* Your goal *
Each entry below must be given again word for word, with no pictures.

[Stored data entries]
....

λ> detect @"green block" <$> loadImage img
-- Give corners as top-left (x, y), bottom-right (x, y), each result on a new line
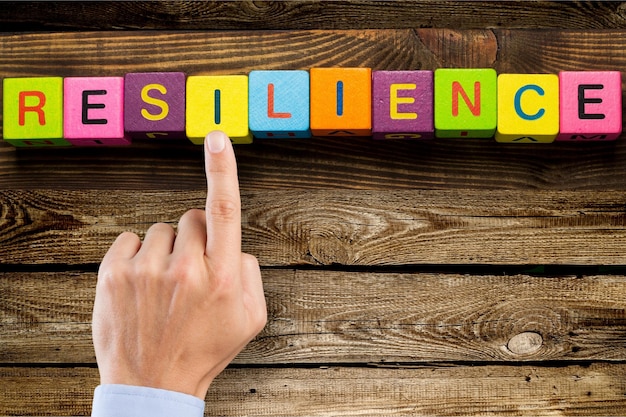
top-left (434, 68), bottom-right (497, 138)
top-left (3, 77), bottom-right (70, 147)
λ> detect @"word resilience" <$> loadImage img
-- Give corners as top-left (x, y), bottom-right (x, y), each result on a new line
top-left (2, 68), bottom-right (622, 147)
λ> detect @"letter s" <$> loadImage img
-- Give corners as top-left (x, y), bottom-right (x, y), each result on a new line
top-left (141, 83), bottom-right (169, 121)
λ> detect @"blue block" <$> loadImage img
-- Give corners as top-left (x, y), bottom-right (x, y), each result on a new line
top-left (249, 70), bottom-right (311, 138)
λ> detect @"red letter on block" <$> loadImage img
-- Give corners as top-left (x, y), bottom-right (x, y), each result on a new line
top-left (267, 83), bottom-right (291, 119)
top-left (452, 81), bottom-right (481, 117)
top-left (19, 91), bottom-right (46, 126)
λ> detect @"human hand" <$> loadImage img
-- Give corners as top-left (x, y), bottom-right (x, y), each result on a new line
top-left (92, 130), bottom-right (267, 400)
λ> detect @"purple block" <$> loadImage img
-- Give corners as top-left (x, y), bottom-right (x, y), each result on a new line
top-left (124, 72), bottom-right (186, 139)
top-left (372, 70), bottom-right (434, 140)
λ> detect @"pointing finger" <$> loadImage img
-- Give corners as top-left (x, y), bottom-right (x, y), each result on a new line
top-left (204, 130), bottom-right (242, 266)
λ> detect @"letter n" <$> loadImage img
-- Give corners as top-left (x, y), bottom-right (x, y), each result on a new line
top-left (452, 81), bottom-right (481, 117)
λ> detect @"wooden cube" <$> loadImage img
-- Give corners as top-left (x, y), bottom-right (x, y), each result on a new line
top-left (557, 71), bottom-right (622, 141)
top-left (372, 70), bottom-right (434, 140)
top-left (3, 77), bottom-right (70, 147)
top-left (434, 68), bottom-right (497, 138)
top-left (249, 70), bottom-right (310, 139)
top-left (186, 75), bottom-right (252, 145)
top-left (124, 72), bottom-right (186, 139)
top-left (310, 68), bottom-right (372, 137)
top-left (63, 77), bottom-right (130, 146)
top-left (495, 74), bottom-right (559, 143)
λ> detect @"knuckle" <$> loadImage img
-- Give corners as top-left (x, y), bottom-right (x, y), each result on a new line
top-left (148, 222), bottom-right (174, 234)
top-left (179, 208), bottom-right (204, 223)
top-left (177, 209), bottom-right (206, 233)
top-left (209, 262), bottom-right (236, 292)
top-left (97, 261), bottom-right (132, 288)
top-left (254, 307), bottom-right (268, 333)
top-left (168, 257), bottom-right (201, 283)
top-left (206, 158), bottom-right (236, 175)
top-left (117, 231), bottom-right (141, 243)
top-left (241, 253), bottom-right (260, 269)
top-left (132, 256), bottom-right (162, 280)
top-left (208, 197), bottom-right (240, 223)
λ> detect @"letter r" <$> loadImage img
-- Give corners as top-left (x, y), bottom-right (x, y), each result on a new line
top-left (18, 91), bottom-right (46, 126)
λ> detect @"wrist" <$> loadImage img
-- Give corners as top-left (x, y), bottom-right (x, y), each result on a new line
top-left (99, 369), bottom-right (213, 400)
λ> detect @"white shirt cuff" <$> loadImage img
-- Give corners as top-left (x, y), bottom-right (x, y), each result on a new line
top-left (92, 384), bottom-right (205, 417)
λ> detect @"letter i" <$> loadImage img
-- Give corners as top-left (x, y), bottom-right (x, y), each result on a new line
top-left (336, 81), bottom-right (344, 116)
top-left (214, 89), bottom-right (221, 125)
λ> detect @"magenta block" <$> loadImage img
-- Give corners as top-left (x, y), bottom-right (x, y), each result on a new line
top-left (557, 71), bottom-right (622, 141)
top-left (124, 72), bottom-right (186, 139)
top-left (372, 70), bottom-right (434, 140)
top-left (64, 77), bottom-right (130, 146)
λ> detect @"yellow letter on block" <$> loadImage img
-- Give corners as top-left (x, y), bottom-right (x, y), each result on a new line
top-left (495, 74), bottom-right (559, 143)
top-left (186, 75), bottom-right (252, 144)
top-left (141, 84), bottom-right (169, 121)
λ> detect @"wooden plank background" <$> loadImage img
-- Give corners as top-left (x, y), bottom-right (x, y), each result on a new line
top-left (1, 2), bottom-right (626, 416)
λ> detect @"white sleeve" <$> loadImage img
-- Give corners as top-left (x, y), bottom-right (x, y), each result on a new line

....

* Answer to this exercise *
λ> detect @"green block" <$> loadImage img
-- Give corners as top-left (x, y), bottom-right (x, y), each result on a new line
top-left (434, 68), bottom-right (497, 138)
top-left (3, 77), bottom-right (70, 147)
λ> detect @"word resilience" <$> loadImage img
-- Give corners as top-left (x, y), bottom-right (x, y), each result on a new line
top-left (2, 68), bottom-right (622, 147)
λ> detect @"letter s" <$> loadImage img
-- Give corners as top-left (x, y), bottom-right (x, y), each result on a new line
top-left (141, 83), bottom-right (169, 121)
λ> detect @"blue block" <$> loadImage img
-- Give corners as top-left (x, y), bottom-right (x, y), each result on a new line
top-left (249, 70), bottom-right (311, 138)
λ> detect @"red letter on block" <$> loadImage img
-- Give corners as top-left (x, y), bottom-right (x, y), each result on a new line
top-left (267, 83), bottom-right (291, 119)
top-left (452, 81), bottom-right (481, 117)
top-left (19, 91), bottom-right (46, 126)
λ> detect @"human hand" <$> loadImage img
-- Give corners as top-left (x, y), bottom-right (x, y), each result on a new line
top-left (92, 130), bottom-right (267, 400)
λ> detect @"purple block" <$> loadImage img
-- Give corners as top-left (x, y), bottom-right (x, y), each result on a new line
top-left (124, 72), bottom-right (186, 139)
top-left (372, 70), bottom-right (434, 140)
λ> detect @"pointing finger" <$> loadImage img
-- Give corners as top-left (x, y), bottom-right (x, y), each result on a new line
top-left (204, 130), bottom-right (242, 266)
λ> detect @"letter n" <$> loadImage img
-- Give corners as top-left (x, y), bottom-right (x, y), each result on a new line
top-left (452, 81), bottom-right (481, 117)
λ> detect @"wooden cube" <$> loadImage img
-- Give corners as top-left (x, y), bottom-right (x, y), each result on a new line
top-left (557, 71), bottom-right (622, 141)
top-left (372, 70), bottom-right (434, 140)
top-left (3, 77), bottom-right (70, 147)
top-left (434, 68), bottom-right (497, 138)
top-left (249, 70), bottom-right (310, 139)
top-left (186, 75), bottom-right (252, 145)
top-left (124, 72), bottom-right (186, 139)
top-left (310, 68), bottom-right (372, 137)
top-left (63, 77), bottom-right (130, 146)
top-left (495, 74), bottom-right (559, 143)
λ> detect @"knuckle" <$> loadImage img
-- Give corners as top-left (x, y), bottom-right (x, y), each result on a new line
top-left (148, 222), bottom-right (174, 234)
top-left (179, 208), bottom-right (204, 223)
top-left (177, 209), bottom-right (206, 233)
top-left (209, 262), bottom-right (236, 292)
top-left (97, 261), bottom-right (132, 288)
top-left (254, 307), bottom-right (268, 333)
top-left (168, 257), bottom-right (201, 283)
top-left (206, 158), bottom-right (236, 175)
top-left (117, 231), bottom-right (141, 243)
top-left (241, 253), bottom-right (260, 269)
top-left (132, 256), bottom-right (162, 280)
top-left (208, 197), bottom-right (240, 223)
λ> detect @"letter r" <$> loadImage img
-- Give corners as top-left (x, y), bottom-right (x, y), each result on a new line
top-left (18, 91), bottom-right (46, 126)
λ> detect @"wrist" <$> loadImage img
-- Give corners as top-left (x, y), bottom-right (x, y), each result on a new line
top-left (99, 369), bottom-right (213, 400)
λ> detect @"white shirt cuff" <$> loadImage img
-- Give corners as top-left (x, y), bottom-right (x, y), each result on a new line
top-left (92, 384), bottom-right (205, 417)
λ> detect @"letter i" <$> loadImage img
-- Give corners as top-left (x, y), bottom-right (x, y), each result on a new line
top-left (336, 81), bottom-right (344, 116)
top-left (214, 89), bottom-right (221, 125)
λ> detect @"magenta block" <$> loadImage img
-- Give corners as top-left (x, y), bottom-right (x, y), each result on a new line
top-left (557, 71), bottom-right (622, 141)
top-left (124, 72), bottom-right (186, 139)
top-left (372, 70), bottom-right (434, 140)
top-left (64, 77), bottom-right (130, 146)
λ> detect @"yellow letter on block" <$> loadImage img
-- Give corners as top-left (x, y), bottom-right (x, y), each result on a new line
top-left (495, 74), bottom-right (559, 143)
top-left (186, 75), bottom-right (252, 144)
top-left (141, 84), bottom-right (169, 121)
λ> detect @"wooden plank background" <$> loadImage img
-- Give corners as top-left (x, y), bottom-right (x, y), each result on a new line
top-left (1, 2), bottom-right (626, 416)
λ> detect @"white sleeve" <$> loadImage img
-- Give corners as top-left (x, y), bottom-right (x, y), each result on a new line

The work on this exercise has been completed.